## Records for processing
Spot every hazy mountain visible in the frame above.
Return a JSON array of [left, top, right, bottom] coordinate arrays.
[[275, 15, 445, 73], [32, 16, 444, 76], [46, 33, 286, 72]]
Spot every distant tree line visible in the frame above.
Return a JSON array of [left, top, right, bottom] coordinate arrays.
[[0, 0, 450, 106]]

## What to do
Count the lines in the items above that contain the word "every", treating uppercase and lowercase as different, and reply with only the number.

## Output below
2